(Image point annotation entries)
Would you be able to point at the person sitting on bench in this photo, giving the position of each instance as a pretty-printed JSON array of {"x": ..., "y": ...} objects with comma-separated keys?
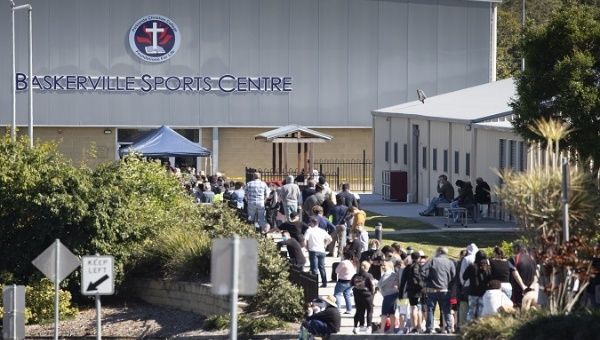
[
  {"x": 446, "y": 192},
  {"x": 482, "y": 192},
  {"x": 464, "y": 200}
]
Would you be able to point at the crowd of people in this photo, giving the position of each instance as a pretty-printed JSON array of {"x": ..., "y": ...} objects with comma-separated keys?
[
  {"x": 466, "y": 198},
  {"x": 313, "y": 218},
  {"x": 413, "y": 285}
]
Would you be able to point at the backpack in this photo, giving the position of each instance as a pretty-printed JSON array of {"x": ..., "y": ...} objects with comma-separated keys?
[{"x": 417, "y": 279}]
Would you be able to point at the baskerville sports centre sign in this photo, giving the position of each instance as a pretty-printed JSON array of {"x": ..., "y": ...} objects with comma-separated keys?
[
  {"x": 148, "y": 83},
  {"x": 155, "y": 39}
]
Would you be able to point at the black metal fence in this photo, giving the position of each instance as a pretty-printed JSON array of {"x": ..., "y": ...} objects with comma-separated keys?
[{"x": 356, "y": 172}]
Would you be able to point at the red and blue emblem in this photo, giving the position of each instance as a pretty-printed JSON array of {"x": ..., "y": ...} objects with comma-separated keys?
[{"x": 154, "y": 38}]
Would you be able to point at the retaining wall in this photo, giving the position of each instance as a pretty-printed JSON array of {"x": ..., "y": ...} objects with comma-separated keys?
[{"x": 186, "y": 296}]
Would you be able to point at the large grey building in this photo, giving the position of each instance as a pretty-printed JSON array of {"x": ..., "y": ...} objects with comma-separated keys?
[{"x": 226, "y": 70}]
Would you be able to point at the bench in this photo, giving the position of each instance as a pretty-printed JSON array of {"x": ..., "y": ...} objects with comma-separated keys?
[
  {"x": 461, "y": 217},
  {"x": 440, "y": 209}
]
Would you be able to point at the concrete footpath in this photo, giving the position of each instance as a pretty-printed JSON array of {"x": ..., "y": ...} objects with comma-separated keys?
[{"x": 374, "y": 203}]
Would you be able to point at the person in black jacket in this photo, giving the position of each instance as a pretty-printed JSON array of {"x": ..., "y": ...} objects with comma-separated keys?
[
  {"x": 411, "y": 286},
  {"x": 482, "y": 191},
  {"x": 294, "y": 250},
  {"x": 323, "y": 317},
  {"x": 363, "y": 290},
  {"x": 478, "y": 274}
]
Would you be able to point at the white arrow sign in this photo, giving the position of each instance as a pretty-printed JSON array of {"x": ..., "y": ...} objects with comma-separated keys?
[{"x": 97, "y": 275}]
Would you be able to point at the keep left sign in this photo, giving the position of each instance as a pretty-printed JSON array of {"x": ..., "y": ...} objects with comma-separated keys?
[{"x": 97, "y": 275}]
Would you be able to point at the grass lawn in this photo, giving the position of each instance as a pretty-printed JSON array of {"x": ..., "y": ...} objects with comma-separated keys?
[
  {"x": 391, "y": 223},
  {"x": 455, "y": 241}
]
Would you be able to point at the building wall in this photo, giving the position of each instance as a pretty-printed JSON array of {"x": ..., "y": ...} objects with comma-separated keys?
[
  {"x": 346, "y": 58},
  {"x": 79, "y": 144},
  {"x": 442, "y": 135}
]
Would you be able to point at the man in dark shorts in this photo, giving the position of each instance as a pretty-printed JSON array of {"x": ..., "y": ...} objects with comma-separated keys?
[{"x": 412, "y": 284}]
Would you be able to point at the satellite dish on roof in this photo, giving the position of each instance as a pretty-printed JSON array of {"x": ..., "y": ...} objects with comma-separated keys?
[{"x": 421, "y": 95}]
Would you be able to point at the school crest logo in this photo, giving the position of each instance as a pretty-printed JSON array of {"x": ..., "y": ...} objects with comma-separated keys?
[{"x": 154, "y": 38}]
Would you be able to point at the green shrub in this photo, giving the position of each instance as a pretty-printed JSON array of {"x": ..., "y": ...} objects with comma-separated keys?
[
  {"x": 39, "y": 298},
  {"x": 581, "y": 325},
  {"x": 496, "y": 327},
  {"x": 276, "y": 294},
  {"x": 247, "y": 324},
  {"x": 182, "y": 253},
  {"x": 42, "y": 197},
  {"x": 39, "y": 302}
]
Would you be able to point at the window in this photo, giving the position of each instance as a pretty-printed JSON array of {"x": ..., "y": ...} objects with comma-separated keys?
[
  {"x": 456, "y": 160},
  {"x": 502, "y": 154},
  {"x": 468, "y": 164},
  {"x": 512, "y": 159},
  {"x": 445, "y": 160},
  {"x": 522, "y": 162},
  {"x": 387, "y": 151}
]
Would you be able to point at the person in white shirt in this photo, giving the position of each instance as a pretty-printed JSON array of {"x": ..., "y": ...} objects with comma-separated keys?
[
  {"x": 494, "y": 299},
  {"x": 315, "y": 241}
]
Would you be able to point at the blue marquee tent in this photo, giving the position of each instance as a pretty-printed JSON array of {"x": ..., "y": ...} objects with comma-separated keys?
[{"x": 164, "y": 142}]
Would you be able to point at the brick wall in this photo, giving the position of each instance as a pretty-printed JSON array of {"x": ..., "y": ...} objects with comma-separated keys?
[{"x": 186, "y": 296}]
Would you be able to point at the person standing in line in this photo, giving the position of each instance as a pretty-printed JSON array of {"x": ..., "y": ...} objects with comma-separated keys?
[
  {"x": 494, "y": 299},
  {"x": 363, "y": 290},
  {"x": 290, "y": 197},
  {"x": 501, "y": 271},
  {"x": 412, "y": 284},
  {"x": 257, "y": 192},
  {"x": 439, "y": 273},
  {"x": 524, "y": 276},
  {"x": 315, "y": 241},
  {"x": 294, "y": 250},
  {"x": 339, "y": 214},
  {"x": 344, "y": 271},
  {"x": 388, "y": 287},
  {"x": 446, "y": 195},
  {"x": 478, "y": 274},
  {"x": 463, "y": 304}
]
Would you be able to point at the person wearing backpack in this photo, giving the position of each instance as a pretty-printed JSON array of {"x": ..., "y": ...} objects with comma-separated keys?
[
  {"x": 363, "y": 290},
  {"x": 412, "y": 284},
  {"x": 439, "y": 274},
  {"x": 478, "y": 274}
]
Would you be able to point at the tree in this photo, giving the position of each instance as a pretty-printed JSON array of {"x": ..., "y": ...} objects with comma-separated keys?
[
  {"x": 510, "y": 14},
  {"x": 534, "y": 198},
  {"x": 562, "y": 77}
]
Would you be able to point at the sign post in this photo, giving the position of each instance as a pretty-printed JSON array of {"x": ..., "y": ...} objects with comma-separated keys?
[
  {"x": 97, "y": 279},
  {"x": 56, "y": 262},
  {"x": 242, "y": 279},
  {"x": 14, "y": 311}
]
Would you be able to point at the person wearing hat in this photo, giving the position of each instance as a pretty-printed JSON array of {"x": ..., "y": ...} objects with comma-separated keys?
[
  {"x": 412, "y": 284},
  {"x": 323, "y": 319},
  {"x": 290, "y": 197},
  {"x": 315, "y": 241},
  {"x": 295, "y": 227}
]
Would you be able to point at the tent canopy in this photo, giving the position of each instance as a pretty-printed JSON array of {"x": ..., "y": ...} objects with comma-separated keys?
[{"x": 164, "y": 142}]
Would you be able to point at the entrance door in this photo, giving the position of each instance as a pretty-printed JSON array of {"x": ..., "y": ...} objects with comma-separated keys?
[{"x": 415, "y": 167}]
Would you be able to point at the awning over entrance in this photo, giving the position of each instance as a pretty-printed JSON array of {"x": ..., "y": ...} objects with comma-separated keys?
[{"x": 300, "y": 135}]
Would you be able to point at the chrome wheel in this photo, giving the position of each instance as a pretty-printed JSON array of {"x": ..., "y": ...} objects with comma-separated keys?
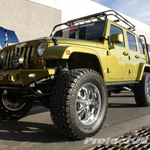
[
  {"x": 148, "y": 90},
  {"x": 7, "y": 102},
  {"x": 88, "y": 104}
]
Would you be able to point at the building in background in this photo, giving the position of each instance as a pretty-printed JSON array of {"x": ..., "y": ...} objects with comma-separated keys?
[
  {"x": 72, "y": 9},
  {"x": 31, "y": 19}
]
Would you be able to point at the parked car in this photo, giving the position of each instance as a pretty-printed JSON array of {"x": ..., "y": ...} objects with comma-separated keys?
[{"x": 71, "y": 72}]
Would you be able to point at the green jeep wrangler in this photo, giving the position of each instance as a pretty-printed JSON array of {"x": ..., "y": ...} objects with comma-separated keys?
[{"x": 72, "y": 71}]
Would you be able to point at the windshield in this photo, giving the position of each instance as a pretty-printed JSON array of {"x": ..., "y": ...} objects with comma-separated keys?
[{"x": 88, "y": 31}]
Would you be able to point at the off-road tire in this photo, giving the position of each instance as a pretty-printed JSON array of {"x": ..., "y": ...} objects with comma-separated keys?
[
  {"x": 63, "y": 103},
  {"x": 142, "y": 91},
  {"x": 9, "y": 113}
]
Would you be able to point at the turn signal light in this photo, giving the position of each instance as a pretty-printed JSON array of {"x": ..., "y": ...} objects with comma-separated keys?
[
  {"x": 67, "y": 52},
  {"x": 39, "y": 62}
]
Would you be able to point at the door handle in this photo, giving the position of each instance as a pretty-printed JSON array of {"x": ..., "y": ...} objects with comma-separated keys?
[
  {"x": 136, "y": 56},
  {"x": 125, "y": 53}
]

Instruction
Locate "Would you be able to point at the chrome" in the entries above. Copy, exactly and only, the lines from that line to the end, leaving out the pictures.

Written response
Would you be able to point at the chrome wheel in this photo, giving the position of each instance as a pretty-printed JSON array of {"x": ..., "y": ...} objects with comma-separated keys?
[
  {"x": 148, "y": 90},
  {"x": 7, "y": 102},
  {"x": 88, "y": 104}
]
Would you be able to point at the building in background in this photo, giving the position of each instance as a pretty-printed JSON array of {"x": ..., "y": ...} objects with comma-separated keys?
[
  {"x": 72, "y": 9},
  {"x": 31, "y": 19}
]
Would you be able to point at the parked car in this photo, giving the position of each instance as a pretty-printed JSON array of {"x": ..., "y": ...} objects with comma-separated keys?
[{"x": 71, "y": 72}]
Would you be able to point at the green jeep wrangler in this photo, giving the position of each instance as a pretty-printed JSON array of {"x": ..., "y": ...} objects with comma-separated keys?
[{"x": 72, "y": 71}]
Would you be able to point at the windshield in this photo, giving the position of each instance as a pretty-printed JSON array of {"x": ..., "y": ...} objects with comma-separated keys?
[{"x": 88, "y": 31}]
Would you be able to point at the off-road tire in this photo, giving the position of each instance as a pretty-printed JSON array of {"x": ..., "y": ...} objects with comma-separated keys?
[
  {"x": 63, "y": 103},
  {"x": 142, "y": 91},
  {"x": 9, "y": 113}
]
Would you be able to point at the turn signal light in this photo, giving the position of each instance as a pretty-printed JSON array of {"x": ..., "y": ...} objects with comma-separated keys?
[
  {"x": 67, "y": 52},
  {"x": 39, "y": 62}
]
Would you be able to point at the door handle in this photo, giving the position of each instance as a pretty-printed JSON array of {"x": ..., "y": ...} objects with comma-separated keys?
[
  {"x": 136, "y": 56},
  {"x": 125, "y": 53}
]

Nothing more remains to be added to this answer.